Top of Reading passage
Built for longevity, acrylic and gel nails can hinder medical care in an emergency
Published 2:00 pm Friday, October 2, 2015
- Built for longevity, acrylic and gel nails can hinder medical care in an emergency
For millions of manicured women, acrylic or gel nails have become the nails of choice because of their near-indestructible longevity.
But few women likely know that such endurance can complicate medical care — in ambulances, emergency departments and hospitals in particular.
Show up at a hospital ER because you’re short of breath, and one of the first things doctors or nurses will check is the oxygen level in your blood. They take a reading with a pulse oximeter, a device usually clipped on a finger to get an almost instantaneous reading. It’s a painless, noninvasive procedure.
But the thickness of acrylic or gel nails can often interfere with that measurement. The device relies on infrared and red light to measure the oxygen level, and even regular nail polish, if dark enough, can throw off the reading. It’s why ambulances and ERs have routinely stocked nail polish remover for years.
But acrylic and gel nails are different. Because these artificial products are put on to last. And last and last.
“We can’t get acrylic nails off,” said Howard Mell, an emergency department doctor at Wake Forest Baptist Medical Center in Winston-Salem, N.C., and a spokesman for the American College of Emergency Physicians.
Bottom of Reading passage
Top of Information given
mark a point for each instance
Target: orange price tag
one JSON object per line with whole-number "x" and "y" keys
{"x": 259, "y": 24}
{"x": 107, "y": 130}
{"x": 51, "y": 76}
Bottom of Information given
### Tasks to complete
1: In the article on artificial nails, shorten the paragraph that begins "But the thickness of acrylic or gel nails" while keeping its main facts.
2: Pick up the article on artificial nails after its last sentence, the quote from Howard Mell, and carry it forward.
The material above comes from a different source than the article on artificial nails.

### Results of the exercise
1: Thick acrylic or gel nails often disrupt pulse oximeter readings, which use infrared and red light to measure blood oxygen. Even dark regular polish can skew the result, so ambulances and ERs have long stocked nail polish remover.

2:
For clinicians in the know, the solution is to find another place to take the measurement. An ear lobe or toe can work, or even the forehead, although readings in those locations tend to produce less reliable measurements, doctors say. A physician who needs a highly accurate result for a critically ill patient will have to use other, more complicated means, such as drawing blood directly from an artery.
“That’s really painful because you’re putting a needle into an artery, and it takes time for the lab to run the test,” said Darria Gillespie, an emergency medicine doctor in Atlanta.
Eva Nies, of Basking Ridge, New Jersey, thinks her 89-year-old mother’s gel nails may have been the reason she wound up in the hospital recently.
Nies had driven her mother, Grace Nutt, to an urgent care clinic because she was running a fever following a flu shot and pneumonia shot. The clinic did a chest X-ray, tested her blood and also used a pulse oximeter on her finger in taking her vital signs.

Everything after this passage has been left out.